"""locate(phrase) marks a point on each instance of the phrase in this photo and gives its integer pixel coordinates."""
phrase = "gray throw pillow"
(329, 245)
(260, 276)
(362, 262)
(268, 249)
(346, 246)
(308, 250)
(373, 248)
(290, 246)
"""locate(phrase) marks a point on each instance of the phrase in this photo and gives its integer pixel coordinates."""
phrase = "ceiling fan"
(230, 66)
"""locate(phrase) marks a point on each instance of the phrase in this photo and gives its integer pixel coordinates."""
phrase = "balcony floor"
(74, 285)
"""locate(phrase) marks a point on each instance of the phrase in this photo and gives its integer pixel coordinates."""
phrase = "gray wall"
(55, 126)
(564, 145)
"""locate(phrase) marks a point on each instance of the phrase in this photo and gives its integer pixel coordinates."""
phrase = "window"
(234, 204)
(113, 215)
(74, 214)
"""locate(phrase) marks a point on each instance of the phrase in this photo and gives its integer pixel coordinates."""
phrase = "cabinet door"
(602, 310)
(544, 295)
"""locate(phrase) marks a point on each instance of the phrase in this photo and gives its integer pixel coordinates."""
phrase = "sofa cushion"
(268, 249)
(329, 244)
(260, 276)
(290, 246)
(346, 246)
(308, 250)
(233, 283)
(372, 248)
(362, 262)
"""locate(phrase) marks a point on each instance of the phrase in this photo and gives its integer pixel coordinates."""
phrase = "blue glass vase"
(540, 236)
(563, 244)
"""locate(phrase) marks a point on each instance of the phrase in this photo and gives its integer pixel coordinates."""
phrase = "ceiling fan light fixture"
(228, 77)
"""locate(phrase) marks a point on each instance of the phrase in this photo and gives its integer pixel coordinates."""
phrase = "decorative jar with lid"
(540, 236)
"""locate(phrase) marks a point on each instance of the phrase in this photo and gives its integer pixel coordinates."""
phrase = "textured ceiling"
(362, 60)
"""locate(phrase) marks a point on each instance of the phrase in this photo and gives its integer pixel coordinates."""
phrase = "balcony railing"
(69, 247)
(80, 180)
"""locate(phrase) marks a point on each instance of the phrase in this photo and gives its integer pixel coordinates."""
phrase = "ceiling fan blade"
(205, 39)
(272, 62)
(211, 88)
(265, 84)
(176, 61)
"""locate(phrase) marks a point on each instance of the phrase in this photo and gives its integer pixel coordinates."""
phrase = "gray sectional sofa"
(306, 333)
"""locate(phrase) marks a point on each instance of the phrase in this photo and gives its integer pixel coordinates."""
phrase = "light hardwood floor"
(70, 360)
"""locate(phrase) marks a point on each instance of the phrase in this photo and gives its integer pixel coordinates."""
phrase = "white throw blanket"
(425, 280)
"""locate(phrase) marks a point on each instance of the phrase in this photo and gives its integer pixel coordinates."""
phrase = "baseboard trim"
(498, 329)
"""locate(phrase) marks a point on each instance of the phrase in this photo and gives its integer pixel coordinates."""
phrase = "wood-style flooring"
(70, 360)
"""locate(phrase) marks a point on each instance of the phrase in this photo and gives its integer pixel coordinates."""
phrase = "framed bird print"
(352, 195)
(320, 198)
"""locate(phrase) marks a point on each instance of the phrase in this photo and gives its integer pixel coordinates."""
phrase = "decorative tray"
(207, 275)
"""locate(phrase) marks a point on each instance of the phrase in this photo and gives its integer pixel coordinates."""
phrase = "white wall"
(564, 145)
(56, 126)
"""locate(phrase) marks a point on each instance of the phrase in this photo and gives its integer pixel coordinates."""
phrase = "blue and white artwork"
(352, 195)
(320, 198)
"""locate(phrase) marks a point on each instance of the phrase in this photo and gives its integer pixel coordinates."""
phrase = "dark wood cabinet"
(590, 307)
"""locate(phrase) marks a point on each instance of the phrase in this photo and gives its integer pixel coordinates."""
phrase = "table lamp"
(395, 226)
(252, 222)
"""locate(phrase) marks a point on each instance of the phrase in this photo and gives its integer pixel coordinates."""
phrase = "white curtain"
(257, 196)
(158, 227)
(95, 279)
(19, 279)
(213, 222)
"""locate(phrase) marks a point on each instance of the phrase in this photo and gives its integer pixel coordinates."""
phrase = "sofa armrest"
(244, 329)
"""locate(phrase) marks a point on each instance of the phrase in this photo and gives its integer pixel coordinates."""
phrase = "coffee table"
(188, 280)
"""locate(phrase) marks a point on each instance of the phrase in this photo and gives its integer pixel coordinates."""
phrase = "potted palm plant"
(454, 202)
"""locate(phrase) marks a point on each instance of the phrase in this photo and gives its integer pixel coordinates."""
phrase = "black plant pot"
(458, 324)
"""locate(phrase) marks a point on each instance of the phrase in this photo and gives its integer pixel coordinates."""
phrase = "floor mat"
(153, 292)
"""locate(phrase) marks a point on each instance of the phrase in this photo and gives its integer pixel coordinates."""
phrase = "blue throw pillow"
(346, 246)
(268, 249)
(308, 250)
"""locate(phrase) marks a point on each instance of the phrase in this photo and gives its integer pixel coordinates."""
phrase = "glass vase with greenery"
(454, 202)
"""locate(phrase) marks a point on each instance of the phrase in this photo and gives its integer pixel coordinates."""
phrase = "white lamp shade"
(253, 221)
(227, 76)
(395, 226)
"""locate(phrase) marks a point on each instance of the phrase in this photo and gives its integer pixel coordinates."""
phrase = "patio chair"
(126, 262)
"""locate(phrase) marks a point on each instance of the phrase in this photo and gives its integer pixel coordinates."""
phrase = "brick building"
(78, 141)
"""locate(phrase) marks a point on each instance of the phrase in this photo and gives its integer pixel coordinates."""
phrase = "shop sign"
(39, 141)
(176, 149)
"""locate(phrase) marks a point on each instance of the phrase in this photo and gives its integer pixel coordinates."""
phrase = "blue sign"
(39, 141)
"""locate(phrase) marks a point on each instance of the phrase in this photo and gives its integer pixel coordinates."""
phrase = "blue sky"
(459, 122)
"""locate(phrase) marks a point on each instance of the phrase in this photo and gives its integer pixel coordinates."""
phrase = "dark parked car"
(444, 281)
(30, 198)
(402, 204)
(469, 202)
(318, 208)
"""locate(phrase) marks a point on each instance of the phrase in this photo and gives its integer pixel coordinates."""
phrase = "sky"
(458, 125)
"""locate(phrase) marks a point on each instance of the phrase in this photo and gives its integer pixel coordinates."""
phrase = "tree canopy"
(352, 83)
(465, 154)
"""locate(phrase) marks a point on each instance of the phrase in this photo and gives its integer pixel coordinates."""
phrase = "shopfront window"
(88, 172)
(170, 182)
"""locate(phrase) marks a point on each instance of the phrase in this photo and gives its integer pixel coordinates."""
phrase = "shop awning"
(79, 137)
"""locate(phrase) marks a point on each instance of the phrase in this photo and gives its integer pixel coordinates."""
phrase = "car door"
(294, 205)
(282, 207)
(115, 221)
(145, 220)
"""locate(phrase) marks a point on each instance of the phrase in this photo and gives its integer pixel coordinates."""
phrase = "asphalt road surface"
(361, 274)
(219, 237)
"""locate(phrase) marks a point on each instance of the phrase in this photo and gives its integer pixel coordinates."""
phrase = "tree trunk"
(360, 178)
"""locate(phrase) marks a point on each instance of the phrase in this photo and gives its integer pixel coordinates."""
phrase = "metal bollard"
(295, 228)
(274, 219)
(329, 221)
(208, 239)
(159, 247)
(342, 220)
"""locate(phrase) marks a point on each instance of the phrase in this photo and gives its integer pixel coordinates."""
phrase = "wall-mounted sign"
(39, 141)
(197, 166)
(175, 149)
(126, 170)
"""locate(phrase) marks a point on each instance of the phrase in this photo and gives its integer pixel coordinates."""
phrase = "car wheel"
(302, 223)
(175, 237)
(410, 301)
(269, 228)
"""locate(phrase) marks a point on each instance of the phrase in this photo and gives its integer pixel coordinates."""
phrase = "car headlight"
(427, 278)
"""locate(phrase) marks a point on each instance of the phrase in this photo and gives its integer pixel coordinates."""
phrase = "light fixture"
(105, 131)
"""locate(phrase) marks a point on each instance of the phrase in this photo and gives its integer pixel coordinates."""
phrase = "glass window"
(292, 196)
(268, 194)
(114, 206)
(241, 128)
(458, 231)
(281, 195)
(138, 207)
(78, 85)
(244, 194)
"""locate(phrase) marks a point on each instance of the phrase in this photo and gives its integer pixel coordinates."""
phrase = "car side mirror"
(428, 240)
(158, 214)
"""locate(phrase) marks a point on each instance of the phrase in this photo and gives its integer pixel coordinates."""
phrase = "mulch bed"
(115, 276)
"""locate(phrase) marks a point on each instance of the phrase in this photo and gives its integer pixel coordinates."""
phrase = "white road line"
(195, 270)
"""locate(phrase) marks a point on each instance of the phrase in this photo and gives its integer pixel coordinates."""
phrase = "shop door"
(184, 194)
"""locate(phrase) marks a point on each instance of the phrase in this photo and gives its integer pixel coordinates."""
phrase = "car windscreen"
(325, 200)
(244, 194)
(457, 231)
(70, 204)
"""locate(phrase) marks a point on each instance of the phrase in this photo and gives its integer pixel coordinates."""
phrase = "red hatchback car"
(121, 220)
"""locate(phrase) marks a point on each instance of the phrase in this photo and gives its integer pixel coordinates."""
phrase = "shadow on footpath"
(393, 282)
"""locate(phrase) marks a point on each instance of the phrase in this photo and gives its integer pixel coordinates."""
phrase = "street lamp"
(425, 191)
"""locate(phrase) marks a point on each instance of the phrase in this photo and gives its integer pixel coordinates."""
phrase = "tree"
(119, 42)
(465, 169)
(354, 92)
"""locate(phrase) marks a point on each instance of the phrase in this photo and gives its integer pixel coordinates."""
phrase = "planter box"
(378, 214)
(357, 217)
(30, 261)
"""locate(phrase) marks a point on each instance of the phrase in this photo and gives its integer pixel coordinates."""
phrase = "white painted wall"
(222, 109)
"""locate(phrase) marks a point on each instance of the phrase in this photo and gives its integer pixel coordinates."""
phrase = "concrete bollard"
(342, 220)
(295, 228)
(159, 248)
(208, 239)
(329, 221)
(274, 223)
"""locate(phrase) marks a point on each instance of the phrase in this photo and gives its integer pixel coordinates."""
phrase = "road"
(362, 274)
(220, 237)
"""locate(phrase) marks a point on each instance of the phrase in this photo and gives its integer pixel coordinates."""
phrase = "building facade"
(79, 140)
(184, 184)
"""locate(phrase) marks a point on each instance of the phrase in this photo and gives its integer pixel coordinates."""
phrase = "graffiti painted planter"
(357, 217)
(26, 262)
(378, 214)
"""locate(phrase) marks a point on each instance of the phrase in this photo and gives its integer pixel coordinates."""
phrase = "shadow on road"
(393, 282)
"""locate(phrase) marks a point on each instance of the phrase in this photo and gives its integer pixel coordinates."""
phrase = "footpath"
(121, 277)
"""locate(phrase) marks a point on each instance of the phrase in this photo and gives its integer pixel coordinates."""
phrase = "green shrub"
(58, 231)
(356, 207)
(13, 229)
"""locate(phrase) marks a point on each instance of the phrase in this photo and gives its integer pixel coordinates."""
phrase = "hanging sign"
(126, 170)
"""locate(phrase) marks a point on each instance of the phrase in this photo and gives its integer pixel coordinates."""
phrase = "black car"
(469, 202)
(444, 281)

────

__PROBLEM TO WORK ON__: Report each line of the data above that contains the string "throw". The match is case-sensitive.

__TASK OUTPUT__:
phrase = "gray throw pillow"
phrase = "white throw blanket"
phrase = "blue throw pillow"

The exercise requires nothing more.